Data provided |
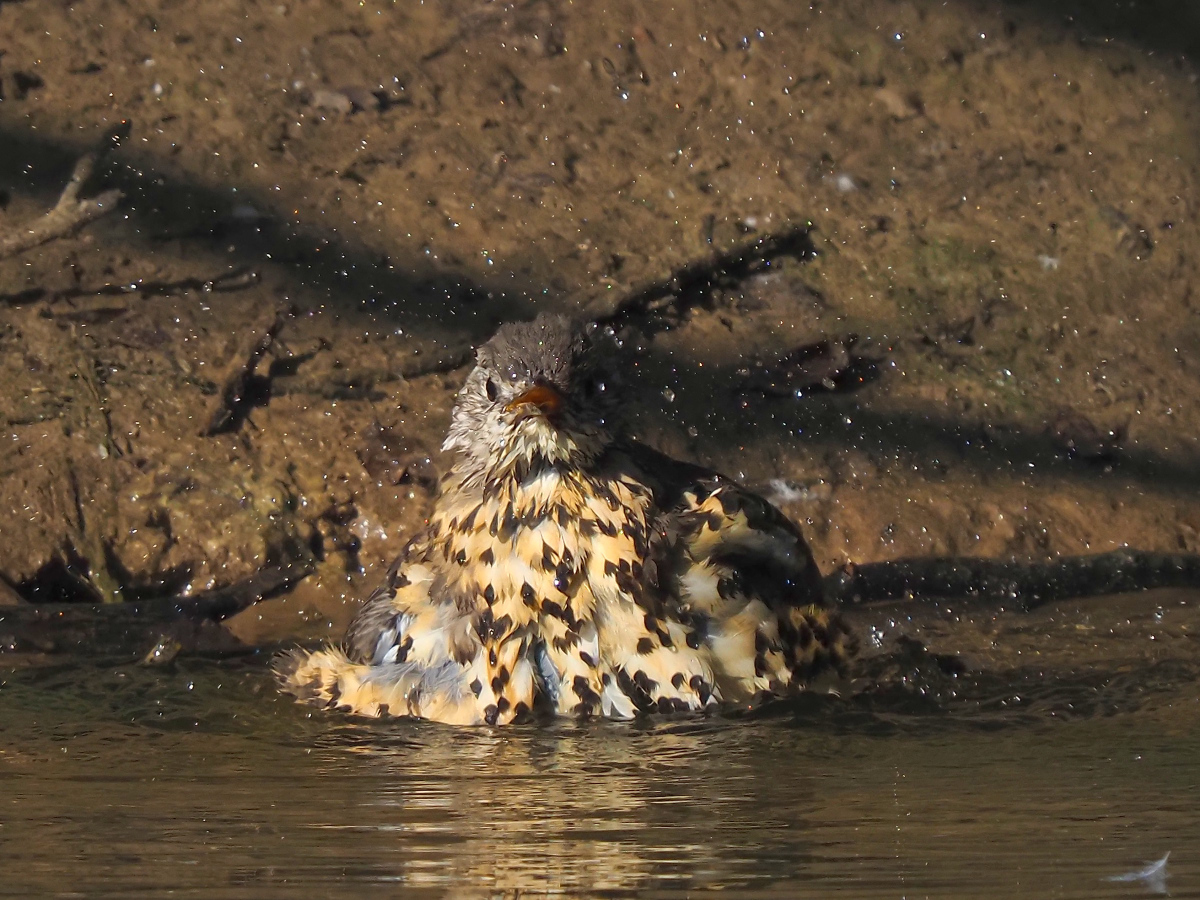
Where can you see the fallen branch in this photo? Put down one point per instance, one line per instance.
(125, 631)
(67, 216)
(228, 407)
(1027, 585)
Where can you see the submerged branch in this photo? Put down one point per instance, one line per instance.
(67, 216)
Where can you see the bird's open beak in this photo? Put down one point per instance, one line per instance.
(543, 396)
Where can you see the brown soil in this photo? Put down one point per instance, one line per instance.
(1002, 202)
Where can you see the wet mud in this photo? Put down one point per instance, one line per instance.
(923, 275)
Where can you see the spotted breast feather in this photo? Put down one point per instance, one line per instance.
(569, 570)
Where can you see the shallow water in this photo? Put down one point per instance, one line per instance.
(198, 780)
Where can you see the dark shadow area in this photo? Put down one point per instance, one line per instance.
(1170, 27)
(298, 262)
(451, 313)
(833, 420)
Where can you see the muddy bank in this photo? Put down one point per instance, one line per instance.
(983, 339)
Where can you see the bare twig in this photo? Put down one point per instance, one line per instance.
(228, 406)
(67, 216)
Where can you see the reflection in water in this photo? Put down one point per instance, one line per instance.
(198, 779)
(579, 809)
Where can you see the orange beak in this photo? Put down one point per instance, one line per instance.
(543, 396)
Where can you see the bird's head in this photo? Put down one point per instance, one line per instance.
(540, 394)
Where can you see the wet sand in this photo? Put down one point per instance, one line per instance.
(999, 204)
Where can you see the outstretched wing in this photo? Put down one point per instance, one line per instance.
(743, 577)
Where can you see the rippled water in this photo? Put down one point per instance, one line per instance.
(199, 781)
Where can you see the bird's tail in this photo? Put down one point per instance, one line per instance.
(819, 639)
(329, 678)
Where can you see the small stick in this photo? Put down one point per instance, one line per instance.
(226, 407)
(67, 216)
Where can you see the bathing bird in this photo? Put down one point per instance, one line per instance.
(568, 569)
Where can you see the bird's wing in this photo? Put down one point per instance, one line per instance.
(739, 573)
(411, 651)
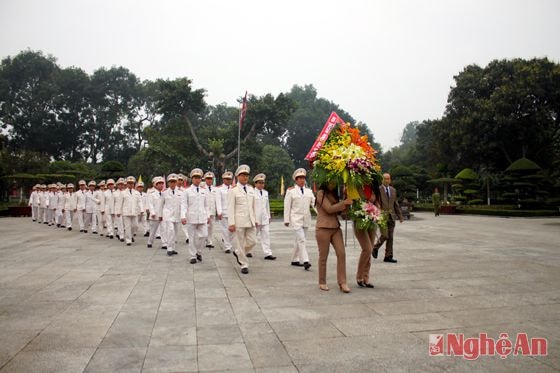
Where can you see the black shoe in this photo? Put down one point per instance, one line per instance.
(236, 257)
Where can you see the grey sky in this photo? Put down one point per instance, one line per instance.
(385, 62)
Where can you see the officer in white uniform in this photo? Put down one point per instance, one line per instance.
(297, 215)
(81, 196)
(118, 208)
(241, 217)
(171, 213)
(155, 206)
(43, 204)
(142, 217)
(262, 215)
(91, 208)
(53, 202)
(214, 206)
(34, 202)
(60, 200)
(195, 214)
(100, 195)
(180, 184)
(132, 205)
(227, 236)
(70, 205)
(107, 208)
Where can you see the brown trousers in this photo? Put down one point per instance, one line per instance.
(326, 237)
(366, 240)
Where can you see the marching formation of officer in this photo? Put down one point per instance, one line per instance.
(236, 213)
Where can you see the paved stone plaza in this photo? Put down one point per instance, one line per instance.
(72, 302)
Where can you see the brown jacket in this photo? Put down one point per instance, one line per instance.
(327, 209)
(391, 204)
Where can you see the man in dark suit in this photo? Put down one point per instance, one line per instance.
(390, 205)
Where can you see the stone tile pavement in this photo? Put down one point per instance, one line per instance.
(72, 302)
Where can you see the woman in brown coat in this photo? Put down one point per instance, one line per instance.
(328, 232)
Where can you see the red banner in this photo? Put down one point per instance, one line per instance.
(323, 136)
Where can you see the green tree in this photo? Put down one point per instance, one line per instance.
(27, 109)
(275, 162)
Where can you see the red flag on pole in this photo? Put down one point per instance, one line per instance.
(243, 110)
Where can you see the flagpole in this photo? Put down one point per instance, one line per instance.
(239, 137)
(241, 117)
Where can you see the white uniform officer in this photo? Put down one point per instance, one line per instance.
(53, 202)
(227, 236)
(155, 206)
(91, 208)
(100, 195)
(43, 204)
(70, 205)
(81, 196)
(241, 217)
(297, 215)
(142, 217)
(34, 202)
(180, 184)
(171, 213)
(118, 208)
(195, 215)
(214, 206)
(60, 200)
(262, 215)
(132, 205)
(107, 208)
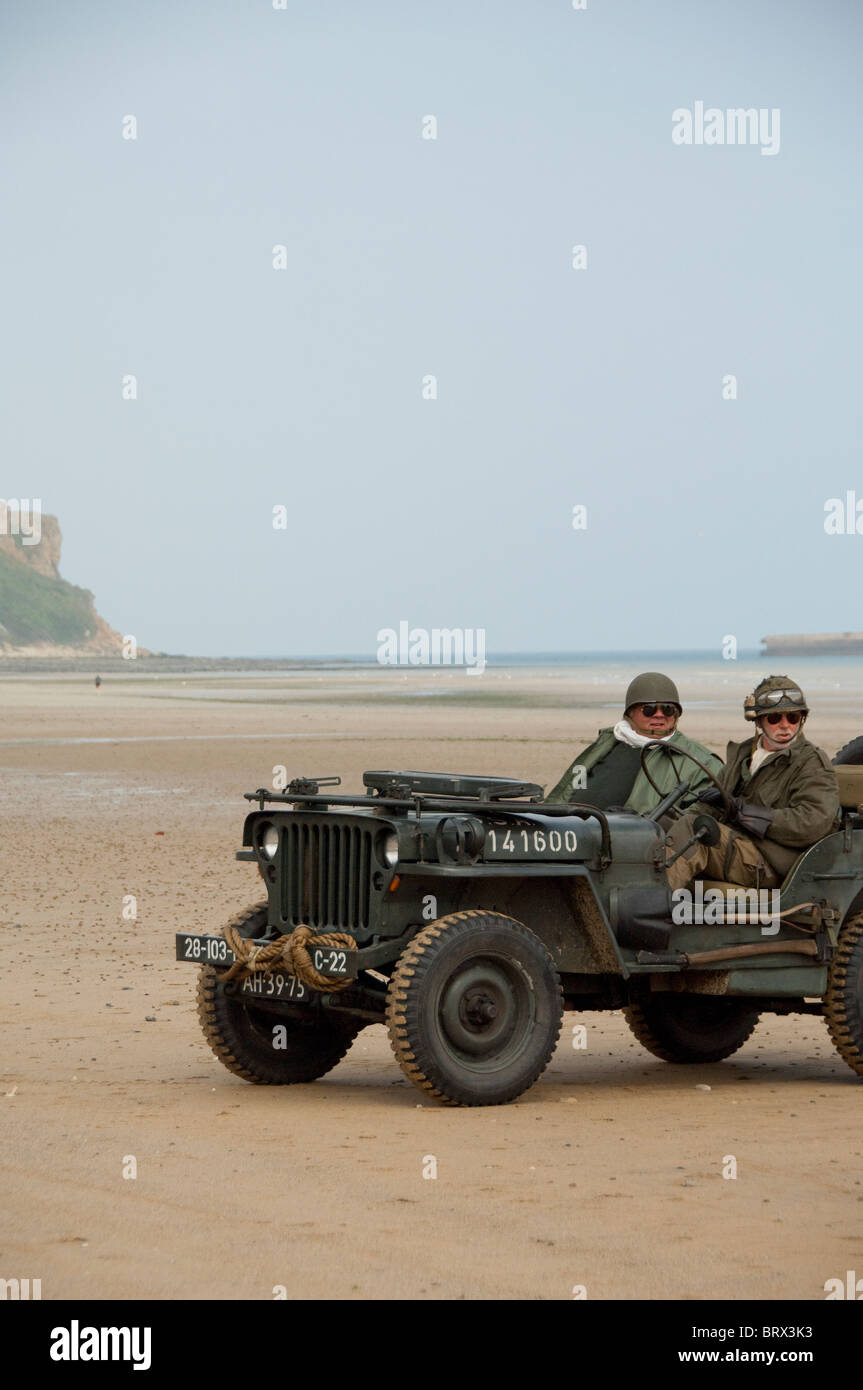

Objective | Give again, word for word, the material from the line that contains "Where can you see the green" through the end of the material. Leave the pictures out.

Solution |
Where can you see the green tree in this photo? Put down one point per instance, one line per instance.
(27, 109)
(275, 162)
Where can you see the red flag on pole in this photo? Put down one point per instance, one line per instance.
(243, 110)
Where can you see the flagpole in this photo? Put down one point per instance, one line per instance.
(239, 137)
(241, 117)
Where can you see the white uniform officer in this photo? Put down one point per instance, one line per instance.
(53, 202)
(227, 236)
(155, 206)
(91, 208)
(100, 195)
(43, 204)
(70, 205)
(81, 196)
(241, 217)
(297, 215)
(142, 217)
(34, 202)
(180, 184)
(171, 213)
(118, 208)
(195, 215)
(214, 206)
(60, 200)
(262, 215)
(132, 205)
(107, 208)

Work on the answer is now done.